# New Member With Questions Re: Lange 6302A Stove



## Windswept (Sep 15, 2015)

Good day everyone, 

I recently purchased a house that for decades has been heated primarily by a beautiful blue Lange 6302A stove in the living room. The exterior of the stove is in good shape but the interior baffle is badly warped and cracked, the interior rear liner is missing and the damper plate that operates the baffle is curved (and I assume warped). Replacement parts from Woodsmans Parts Plus will cost over $500 with shipping.

I like the fact that this stove can keep a fire going overnight, and that it can take longer logs. I don't like that it will cost such a big chunk of $$ to fix the stove and that the stove does not have a window so that one can see the fire.

So my first question is, is it worth the cost to fix this stove, or is there another model wood stove that I should be looking for used that can be had in this same price range, a stove that can keep a fire overnight and that has a good sized firebox (and that has a window)? I am looking to heat a home of about 1600 square feet. 

My second question is, if I decide to repair the Lange, how do I use it properly? I haven't a clue how to make use of the upper chamber feature. Does one close the damper plate when lighting and open it for burning? There are two dampers in the front of the stove, one above the other. How does one use these to best effect?

Thanks very much, 

Kevin


----------



## begreen (Sep 15, 2015)

The Lange is a classic and a decent heater. If the exterior is in good shape then yes, it can be brought back to like new operating condition. I would recommend a complete teardown and rebuild at this age. Whether that is worth it to you or not is your decision. For frame of reference a fully restored one in peak season can go from $800 to $1200. Personally I really like them. If it were my stove I would invest in it for another 25 yrs of life.


----------



## Windswept (Sep 15, 2015)

Thanks for the information, begreen. It is a beautiful stove so I am leaning in the direction of rebuilding it. Regarding my second question, how does one operate the upper baffle and the lower two dampers to maximize heat and efficiency?


----------



## begreen (Sep 15, 2015)

I've come close, but have never had the good fortune to own a Lange. It's good to hear you want to restore it.

==*==

### GOAL A
Answer these questions from the forum thread about the Lange 6302A stove:
(i) What will replacement parts from Woodsmans Parts Plus cost with shipping?
(ii) How large a home does the stove need to heat?
(iii) What price range does a fully restored Lange fetch in peak season?
### GOAL B
In the entries, reproduce the lines word for word, starting at the line that has "Medical imaging task: outline the terracotta" and stopping after the line that has "[543,321,586,346]".

==*==

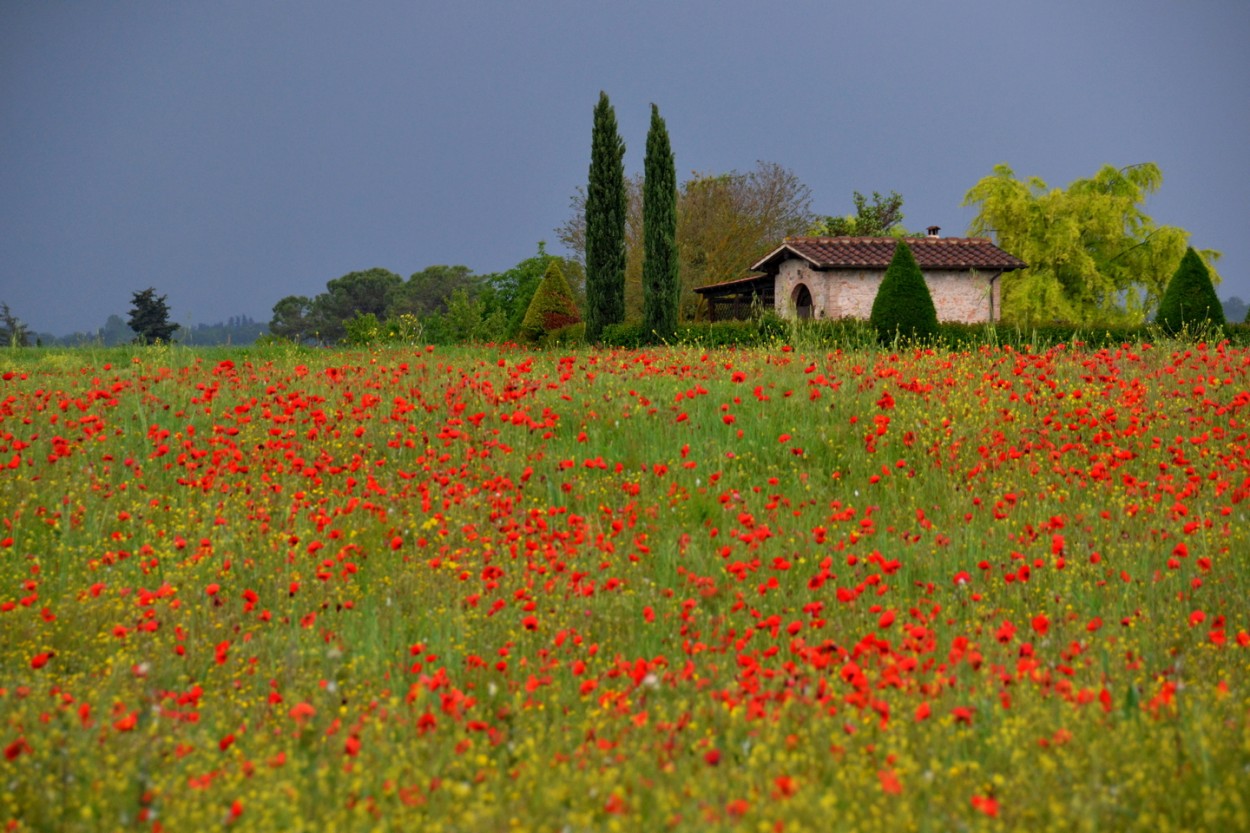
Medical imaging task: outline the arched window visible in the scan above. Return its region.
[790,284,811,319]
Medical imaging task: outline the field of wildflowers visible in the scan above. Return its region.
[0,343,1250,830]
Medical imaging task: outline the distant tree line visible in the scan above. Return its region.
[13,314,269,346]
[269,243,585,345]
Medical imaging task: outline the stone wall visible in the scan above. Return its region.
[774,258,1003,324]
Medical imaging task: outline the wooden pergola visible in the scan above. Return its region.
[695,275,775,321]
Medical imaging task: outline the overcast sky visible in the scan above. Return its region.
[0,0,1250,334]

==*==

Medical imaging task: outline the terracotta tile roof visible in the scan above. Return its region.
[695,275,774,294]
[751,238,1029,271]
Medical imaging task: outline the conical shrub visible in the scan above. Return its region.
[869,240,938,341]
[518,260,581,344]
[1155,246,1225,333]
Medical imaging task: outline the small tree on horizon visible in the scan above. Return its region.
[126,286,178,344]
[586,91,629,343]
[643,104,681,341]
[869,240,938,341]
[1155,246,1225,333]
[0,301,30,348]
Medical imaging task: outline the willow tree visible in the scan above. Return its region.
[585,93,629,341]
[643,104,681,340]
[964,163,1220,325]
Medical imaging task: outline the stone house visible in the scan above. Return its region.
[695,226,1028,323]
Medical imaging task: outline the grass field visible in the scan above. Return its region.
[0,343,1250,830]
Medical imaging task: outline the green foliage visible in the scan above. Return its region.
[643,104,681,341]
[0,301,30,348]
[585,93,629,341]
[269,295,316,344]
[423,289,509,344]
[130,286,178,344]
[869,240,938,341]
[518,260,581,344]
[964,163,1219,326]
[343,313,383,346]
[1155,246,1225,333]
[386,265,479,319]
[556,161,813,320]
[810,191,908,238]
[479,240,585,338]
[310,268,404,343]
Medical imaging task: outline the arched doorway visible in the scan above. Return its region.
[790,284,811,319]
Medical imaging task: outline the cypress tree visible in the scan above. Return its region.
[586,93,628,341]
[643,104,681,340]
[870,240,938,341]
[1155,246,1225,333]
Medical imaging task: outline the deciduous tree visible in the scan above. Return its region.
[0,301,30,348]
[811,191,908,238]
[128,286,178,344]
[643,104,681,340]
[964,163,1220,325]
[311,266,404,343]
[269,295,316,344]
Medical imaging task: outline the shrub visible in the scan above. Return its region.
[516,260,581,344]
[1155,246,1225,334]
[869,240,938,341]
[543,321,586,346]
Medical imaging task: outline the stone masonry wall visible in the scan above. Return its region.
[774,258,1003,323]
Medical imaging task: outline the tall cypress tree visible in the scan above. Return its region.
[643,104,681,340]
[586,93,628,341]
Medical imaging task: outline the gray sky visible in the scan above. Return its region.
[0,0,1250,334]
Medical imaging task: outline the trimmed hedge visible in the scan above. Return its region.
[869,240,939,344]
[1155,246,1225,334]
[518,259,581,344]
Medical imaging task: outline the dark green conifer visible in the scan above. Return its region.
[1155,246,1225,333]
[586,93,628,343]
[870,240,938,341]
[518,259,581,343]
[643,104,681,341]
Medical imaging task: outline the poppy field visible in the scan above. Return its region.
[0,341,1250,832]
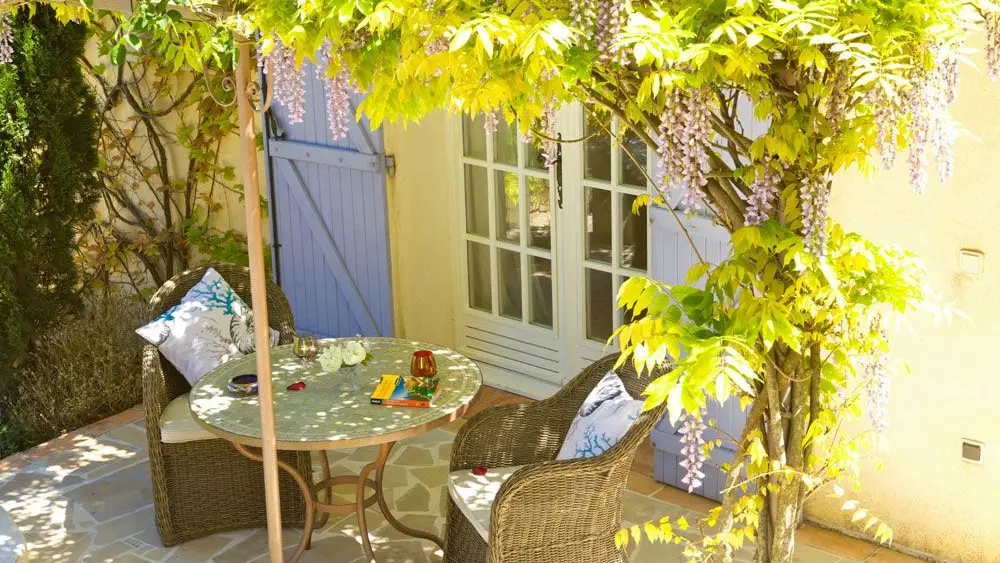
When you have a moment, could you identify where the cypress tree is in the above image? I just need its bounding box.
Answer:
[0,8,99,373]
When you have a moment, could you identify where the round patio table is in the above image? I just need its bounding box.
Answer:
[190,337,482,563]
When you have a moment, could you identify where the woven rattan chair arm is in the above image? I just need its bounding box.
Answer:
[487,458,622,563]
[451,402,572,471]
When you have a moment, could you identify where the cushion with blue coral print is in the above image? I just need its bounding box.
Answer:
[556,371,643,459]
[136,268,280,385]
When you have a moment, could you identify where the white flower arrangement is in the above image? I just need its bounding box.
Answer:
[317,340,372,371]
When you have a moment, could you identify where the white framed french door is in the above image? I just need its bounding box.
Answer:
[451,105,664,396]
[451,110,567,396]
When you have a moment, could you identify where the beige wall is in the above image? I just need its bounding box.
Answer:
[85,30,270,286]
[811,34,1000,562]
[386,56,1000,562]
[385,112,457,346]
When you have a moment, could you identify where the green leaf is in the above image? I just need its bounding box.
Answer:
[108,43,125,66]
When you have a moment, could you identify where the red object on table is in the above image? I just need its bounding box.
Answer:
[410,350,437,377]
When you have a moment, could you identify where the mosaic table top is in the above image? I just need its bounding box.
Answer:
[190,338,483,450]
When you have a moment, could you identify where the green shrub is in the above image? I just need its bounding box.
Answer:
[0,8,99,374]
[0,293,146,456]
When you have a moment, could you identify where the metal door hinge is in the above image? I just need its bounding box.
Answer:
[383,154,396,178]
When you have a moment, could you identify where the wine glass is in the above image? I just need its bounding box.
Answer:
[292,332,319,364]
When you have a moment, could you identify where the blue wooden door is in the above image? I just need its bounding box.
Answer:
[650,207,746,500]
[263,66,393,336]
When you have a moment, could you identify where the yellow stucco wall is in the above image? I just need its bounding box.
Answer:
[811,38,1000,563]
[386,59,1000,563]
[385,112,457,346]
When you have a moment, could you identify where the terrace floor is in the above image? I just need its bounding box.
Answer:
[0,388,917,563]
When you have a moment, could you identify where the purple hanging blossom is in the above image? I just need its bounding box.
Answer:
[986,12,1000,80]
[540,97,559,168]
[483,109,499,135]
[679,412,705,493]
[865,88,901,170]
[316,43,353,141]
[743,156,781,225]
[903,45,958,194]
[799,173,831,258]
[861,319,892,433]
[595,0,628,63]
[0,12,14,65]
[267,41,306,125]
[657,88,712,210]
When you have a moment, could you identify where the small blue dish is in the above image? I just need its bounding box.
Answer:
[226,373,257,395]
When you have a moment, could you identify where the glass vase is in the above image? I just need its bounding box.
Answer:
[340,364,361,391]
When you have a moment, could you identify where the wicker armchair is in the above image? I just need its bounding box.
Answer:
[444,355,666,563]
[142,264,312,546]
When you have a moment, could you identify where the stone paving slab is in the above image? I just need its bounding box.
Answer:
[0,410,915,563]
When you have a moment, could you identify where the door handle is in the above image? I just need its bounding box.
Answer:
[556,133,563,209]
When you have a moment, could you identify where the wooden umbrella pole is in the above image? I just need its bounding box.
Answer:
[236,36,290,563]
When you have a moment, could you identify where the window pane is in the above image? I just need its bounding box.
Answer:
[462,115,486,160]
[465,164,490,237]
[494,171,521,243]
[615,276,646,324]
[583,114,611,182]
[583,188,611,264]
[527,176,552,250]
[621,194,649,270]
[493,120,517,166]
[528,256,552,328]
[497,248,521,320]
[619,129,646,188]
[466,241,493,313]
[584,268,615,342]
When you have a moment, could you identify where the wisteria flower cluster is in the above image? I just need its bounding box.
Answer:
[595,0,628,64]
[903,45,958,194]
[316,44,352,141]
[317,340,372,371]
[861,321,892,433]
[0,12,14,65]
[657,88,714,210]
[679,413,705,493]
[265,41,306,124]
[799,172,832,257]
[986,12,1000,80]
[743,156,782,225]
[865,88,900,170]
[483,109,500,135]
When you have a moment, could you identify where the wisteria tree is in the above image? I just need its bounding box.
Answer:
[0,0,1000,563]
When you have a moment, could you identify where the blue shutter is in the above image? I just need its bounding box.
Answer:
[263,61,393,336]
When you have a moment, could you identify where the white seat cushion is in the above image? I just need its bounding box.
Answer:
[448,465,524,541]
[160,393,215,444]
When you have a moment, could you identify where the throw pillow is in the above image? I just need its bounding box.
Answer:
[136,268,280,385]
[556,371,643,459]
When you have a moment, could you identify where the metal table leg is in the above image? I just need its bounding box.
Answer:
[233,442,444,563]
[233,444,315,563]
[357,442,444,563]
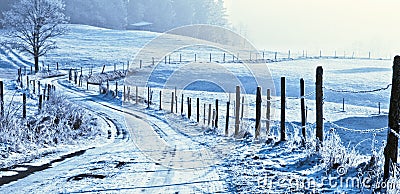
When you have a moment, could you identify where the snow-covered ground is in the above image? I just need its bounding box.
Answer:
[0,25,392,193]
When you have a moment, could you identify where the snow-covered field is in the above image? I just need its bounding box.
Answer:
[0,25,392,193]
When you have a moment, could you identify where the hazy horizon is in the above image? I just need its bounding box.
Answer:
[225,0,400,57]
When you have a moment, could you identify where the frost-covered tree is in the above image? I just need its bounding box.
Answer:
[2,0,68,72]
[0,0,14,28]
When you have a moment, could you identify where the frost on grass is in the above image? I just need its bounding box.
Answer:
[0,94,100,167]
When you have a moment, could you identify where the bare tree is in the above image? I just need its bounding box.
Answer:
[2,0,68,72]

==*==

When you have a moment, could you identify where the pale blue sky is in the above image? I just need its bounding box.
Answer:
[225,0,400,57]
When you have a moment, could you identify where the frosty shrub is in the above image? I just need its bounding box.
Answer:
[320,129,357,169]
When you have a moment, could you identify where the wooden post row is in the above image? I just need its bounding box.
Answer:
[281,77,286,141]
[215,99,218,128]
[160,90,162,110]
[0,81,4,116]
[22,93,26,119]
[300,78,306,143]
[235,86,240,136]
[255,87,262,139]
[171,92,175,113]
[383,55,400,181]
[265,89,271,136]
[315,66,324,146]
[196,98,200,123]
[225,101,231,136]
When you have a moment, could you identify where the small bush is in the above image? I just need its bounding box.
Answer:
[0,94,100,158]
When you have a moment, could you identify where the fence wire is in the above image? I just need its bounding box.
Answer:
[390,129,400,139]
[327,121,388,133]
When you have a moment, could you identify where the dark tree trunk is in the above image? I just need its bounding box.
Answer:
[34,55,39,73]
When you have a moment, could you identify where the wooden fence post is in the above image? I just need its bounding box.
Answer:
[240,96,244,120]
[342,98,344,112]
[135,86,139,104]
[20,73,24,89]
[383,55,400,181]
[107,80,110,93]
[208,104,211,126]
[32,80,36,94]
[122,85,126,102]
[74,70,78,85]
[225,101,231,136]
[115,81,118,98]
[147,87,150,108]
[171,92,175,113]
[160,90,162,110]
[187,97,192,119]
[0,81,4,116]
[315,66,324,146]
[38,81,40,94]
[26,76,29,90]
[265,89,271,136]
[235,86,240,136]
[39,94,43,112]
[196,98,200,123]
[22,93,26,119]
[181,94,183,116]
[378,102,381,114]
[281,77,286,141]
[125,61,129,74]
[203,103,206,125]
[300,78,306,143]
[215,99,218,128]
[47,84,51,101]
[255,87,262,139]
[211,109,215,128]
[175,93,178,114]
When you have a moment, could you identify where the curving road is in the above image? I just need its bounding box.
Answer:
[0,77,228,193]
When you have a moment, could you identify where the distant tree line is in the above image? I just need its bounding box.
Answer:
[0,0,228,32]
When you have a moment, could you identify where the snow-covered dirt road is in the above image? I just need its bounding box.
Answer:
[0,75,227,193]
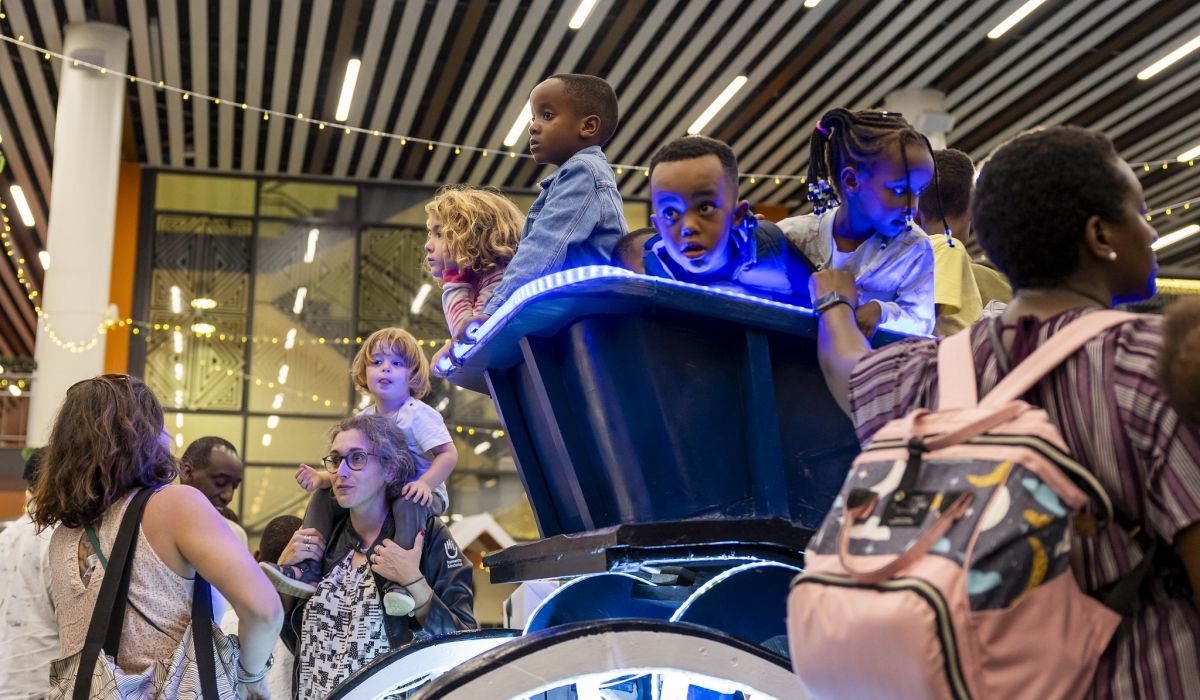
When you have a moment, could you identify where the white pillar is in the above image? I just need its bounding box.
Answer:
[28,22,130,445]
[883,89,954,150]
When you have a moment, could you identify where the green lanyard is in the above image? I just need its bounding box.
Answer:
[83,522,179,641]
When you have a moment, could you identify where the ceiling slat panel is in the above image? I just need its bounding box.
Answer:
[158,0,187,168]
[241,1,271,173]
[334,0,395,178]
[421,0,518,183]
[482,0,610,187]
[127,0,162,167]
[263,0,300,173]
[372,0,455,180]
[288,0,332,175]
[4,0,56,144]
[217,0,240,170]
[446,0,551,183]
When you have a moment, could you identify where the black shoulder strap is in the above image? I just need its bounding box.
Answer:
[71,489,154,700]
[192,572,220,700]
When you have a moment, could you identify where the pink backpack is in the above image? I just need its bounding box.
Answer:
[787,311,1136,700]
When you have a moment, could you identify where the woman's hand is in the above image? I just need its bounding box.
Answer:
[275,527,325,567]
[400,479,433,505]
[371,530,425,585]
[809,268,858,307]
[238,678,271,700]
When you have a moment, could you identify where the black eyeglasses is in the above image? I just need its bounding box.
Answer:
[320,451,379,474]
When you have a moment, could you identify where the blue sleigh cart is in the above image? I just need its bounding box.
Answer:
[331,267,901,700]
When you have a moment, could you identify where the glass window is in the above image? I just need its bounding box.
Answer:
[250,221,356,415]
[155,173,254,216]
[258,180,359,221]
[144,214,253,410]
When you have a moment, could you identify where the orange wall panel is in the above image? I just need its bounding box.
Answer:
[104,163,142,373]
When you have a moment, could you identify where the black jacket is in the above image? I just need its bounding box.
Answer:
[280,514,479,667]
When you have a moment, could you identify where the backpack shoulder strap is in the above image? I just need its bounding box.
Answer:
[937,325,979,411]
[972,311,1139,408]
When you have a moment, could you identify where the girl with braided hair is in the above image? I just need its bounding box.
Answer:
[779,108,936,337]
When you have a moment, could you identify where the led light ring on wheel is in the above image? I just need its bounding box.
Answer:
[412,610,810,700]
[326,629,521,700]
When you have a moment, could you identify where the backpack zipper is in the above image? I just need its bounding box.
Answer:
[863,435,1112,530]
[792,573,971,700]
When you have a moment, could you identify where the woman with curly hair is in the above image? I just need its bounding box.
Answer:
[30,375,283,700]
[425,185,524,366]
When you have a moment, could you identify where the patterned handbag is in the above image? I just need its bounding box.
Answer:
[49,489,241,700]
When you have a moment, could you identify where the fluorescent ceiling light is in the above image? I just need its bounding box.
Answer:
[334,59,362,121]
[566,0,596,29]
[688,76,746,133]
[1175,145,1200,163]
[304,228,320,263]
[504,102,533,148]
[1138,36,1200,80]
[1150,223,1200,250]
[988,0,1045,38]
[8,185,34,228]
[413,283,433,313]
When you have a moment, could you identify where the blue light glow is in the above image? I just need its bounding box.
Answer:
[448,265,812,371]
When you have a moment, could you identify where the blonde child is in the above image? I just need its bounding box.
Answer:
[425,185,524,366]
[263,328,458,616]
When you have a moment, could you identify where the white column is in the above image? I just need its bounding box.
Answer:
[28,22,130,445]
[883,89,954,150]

==*==

### WRITTEN RESPONSE A
(i) Over $500.
(ii) About 1600 square feet.
(iii) From $800 to $1200.

### WRITTEN RESPONSE B
Medical imaging task: outline the terracotta tile roof visible in the scan above. Return its region.
[695,275,774,294]
[751,238,1029,271]
Medical imaging task: outline the conical shrub visible in the scan above. Return its region.
[869,240,938,341]
[518,260,581,344]
[1155,246,1225,333]
Medical imaging task: outline the small tree on horizon visible in the scan above. Return its region.
[126,286,178,344]
[586,91,629,343]
[643,104,681,341]
[869,240,938,341]
[1155,246,1225,333]
[0,301,30,348]
Medical imaging task: outline the willow tree visible in the scan above. Return its region.
[585,93,629,341]
[643,104,681,340]
[964,163,1220,325]
Medical imaging task: outline the stone house visible in the scan above. Return its region.
[695,226,1028,323]
Medical imaging task: outline the grass field visible in the scan above. Return its region.
[0,343,1250,830]
Medical imaging task: outline the green foliage visible in the scan above. Return its region.
[643,104,681,341]
[0,301,30,348]
[585,93,629,341]
[269,295,316,344]
[423,289,509,344]
[130,286,178,344]
[869,240,938,341]
[518,260,581,344]
[964,163,1219,326]
[343,313,383,346]
[1155,246,1225,333]
[386,265,479,319]
[556,161,813,320]
[810,191,908,238]
[479,240,585,338]
[310,268,404,343]
Medical imaging task: outline the arched doorway visible in the scan above. Return its region.
[790,284,811,319]
Medical imaging task: outline the cypress tree visible in the scan above. Return its region.
[586,93,628,341]
[643,104,681,340]
[870,240,938,341]
[1155,246,1225,333]
Medical imaging task: outline the deciduous tree visible in the scan above. Return its region.
[0,301,30,348]
[811,191,908,238]
[128,286,178,344]
[643,104,681,340]
[964,163,1220,325]
[311,266,404,343]
[269,295,316,344]
Medical imaging task: outline the shrub visible in the scan above. Return its region.
[516,260,581,344]
[1155,246,1225,334]
[869,240,938,341]
[543,321,586,346]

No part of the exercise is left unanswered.